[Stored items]
*** Begin section ***

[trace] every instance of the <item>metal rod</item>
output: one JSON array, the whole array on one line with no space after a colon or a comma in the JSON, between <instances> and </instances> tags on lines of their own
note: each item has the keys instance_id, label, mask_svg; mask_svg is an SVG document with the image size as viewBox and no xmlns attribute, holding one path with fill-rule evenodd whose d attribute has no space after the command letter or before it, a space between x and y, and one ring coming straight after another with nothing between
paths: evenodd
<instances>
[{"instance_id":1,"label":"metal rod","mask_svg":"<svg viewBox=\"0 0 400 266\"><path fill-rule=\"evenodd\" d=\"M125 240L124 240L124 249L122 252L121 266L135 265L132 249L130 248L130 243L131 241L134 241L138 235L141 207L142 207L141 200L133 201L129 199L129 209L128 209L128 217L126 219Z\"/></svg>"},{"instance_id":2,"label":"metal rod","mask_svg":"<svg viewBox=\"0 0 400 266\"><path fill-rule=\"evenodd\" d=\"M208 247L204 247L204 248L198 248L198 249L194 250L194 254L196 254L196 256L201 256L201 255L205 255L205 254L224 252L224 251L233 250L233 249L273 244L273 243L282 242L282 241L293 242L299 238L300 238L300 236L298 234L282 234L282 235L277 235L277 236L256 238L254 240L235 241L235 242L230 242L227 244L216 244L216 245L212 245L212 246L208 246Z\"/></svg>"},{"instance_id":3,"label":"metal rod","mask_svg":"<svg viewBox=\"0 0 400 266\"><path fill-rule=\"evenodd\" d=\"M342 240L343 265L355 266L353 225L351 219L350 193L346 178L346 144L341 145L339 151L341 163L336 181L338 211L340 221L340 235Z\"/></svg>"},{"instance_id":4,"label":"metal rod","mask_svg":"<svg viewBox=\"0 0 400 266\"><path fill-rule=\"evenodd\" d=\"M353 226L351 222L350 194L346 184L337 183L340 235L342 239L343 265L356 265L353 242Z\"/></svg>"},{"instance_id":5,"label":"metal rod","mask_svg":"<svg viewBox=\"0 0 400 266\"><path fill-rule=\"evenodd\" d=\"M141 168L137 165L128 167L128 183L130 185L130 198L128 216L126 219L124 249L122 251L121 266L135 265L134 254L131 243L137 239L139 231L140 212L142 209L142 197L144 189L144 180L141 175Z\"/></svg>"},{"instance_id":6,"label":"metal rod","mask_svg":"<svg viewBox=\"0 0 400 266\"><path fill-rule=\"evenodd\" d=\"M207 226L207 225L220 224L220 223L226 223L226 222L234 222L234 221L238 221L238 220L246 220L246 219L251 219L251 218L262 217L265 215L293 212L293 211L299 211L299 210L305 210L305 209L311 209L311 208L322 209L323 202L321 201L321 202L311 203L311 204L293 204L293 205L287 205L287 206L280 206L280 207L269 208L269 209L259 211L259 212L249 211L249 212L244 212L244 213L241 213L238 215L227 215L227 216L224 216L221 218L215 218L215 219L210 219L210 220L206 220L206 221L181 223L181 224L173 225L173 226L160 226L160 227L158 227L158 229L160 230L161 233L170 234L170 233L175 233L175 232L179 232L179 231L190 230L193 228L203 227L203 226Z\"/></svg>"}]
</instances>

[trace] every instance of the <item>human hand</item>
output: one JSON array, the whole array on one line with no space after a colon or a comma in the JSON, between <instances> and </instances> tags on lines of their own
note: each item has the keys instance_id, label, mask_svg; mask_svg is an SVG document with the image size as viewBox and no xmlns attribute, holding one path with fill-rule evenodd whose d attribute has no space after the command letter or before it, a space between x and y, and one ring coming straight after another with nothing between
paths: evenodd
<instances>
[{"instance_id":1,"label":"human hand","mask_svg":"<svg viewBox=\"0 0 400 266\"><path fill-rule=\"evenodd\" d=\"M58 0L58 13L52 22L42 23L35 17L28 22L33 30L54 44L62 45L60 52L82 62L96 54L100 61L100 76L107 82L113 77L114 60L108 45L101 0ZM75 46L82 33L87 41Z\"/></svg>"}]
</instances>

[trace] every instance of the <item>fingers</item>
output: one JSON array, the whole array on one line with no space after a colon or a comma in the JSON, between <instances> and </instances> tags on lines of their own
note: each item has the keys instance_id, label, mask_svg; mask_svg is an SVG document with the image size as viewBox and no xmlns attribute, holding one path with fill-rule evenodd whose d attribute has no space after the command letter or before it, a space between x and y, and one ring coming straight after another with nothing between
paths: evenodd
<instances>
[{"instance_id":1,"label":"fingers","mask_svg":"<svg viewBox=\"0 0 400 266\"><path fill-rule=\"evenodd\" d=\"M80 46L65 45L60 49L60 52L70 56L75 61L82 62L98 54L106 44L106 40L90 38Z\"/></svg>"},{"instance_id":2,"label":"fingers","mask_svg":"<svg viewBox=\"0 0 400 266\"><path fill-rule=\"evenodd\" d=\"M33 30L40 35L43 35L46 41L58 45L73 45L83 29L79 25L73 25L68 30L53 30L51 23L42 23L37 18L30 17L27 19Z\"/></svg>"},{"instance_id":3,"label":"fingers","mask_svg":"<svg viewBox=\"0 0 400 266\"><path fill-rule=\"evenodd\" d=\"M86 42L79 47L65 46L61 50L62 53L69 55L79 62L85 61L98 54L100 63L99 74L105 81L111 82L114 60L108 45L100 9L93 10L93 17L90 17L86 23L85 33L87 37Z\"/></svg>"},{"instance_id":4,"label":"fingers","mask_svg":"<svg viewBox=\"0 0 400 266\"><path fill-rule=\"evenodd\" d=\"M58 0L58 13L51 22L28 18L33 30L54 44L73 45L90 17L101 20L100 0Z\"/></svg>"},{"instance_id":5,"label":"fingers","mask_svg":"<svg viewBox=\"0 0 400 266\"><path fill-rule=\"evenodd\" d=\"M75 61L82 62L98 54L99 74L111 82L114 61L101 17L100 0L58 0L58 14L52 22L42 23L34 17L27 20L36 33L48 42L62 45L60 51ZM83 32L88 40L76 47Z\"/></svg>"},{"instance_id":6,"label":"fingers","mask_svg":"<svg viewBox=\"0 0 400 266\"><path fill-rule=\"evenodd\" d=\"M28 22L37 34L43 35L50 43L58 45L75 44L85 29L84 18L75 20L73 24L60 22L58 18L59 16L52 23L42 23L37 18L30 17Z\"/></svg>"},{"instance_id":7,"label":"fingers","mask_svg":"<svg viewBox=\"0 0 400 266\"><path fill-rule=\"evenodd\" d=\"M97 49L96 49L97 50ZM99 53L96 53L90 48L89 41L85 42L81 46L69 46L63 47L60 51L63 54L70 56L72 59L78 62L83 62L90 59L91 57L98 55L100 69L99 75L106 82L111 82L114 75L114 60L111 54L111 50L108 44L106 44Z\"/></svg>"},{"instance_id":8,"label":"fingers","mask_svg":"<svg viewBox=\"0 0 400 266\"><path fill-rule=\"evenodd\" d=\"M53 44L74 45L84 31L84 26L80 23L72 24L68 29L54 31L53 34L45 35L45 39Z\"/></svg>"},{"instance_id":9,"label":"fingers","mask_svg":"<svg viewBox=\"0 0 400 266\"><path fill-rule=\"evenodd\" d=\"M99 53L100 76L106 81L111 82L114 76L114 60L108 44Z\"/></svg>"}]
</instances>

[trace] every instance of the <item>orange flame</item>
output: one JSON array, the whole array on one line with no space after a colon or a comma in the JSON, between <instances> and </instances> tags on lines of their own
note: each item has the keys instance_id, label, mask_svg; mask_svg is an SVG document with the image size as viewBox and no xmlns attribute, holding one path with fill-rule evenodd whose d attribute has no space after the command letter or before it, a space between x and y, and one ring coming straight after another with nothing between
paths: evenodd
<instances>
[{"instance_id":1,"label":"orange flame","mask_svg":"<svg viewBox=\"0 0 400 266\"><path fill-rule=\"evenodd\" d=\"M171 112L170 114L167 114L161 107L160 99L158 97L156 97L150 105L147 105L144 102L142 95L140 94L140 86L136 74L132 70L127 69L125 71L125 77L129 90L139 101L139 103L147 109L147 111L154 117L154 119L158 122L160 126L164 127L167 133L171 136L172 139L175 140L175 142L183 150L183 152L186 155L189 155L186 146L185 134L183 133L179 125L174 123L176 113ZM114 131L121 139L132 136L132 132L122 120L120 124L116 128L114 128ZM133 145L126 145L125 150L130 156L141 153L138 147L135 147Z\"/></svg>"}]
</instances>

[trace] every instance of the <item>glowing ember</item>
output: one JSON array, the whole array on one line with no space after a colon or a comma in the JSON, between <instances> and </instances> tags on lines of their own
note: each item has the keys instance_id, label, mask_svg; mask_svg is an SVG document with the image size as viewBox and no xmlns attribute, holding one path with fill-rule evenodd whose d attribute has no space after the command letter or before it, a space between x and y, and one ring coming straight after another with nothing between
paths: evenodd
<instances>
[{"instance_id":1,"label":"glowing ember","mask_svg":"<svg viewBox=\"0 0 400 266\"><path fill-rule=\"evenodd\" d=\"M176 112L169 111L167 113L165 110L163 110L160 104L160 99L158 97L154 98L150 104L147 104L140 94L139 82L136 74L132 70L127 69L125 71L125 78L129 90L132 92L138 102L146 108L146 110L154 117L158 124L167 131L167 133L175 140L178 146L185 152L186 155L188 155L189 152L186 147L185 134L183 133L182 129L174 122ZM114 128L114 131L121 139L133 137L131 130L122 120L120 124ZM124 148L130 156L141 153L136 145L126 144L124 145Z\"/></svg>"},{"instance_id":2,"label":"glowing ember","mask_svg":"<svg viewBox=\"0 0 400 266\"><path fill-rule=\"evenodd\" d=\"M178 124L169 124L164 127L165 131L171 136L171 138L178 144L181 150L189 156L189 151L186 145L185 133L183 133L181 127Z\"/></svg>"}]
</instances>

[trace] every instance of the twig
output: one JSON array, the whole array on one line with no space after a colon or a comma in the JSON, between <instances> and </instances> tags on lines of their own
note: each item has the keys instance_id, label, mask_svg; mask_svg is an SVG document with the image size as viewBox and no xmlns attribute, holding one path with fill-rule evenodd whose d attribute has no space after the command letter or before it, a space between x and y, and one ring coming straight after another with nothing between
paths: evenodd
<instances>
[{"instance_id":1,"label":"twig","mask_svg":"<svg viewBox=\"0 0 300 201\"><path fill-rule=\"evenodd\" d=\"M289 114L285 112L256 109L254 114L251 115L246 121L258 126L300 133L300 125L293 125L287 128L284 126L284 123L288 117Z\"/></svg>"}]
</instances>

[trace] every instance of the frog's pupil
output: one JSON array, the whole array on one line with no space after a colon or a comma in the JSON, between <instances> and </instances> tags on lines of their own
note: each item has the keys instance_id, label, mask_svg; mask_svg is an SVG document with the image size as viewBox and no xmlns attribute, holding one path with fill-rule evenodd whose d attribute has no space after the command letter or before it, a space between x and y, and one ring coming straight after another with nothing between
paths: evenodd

*** End section ***

Task to complete: Please return a copy of each line in the entries that has the string "trace".

Solution to this exercise:
[trace] every instance of the <item>metal rod</item>
[trace] every instance of the <item>human hand</item>
[trace] every instance of the <item>fingers</item>
[trace] every instance of the <item>orange flame</item>
[trace] every instance of the <item>glowing ember</item>
[trace] every instance of the twig
[trace] every instance of the frog's pupil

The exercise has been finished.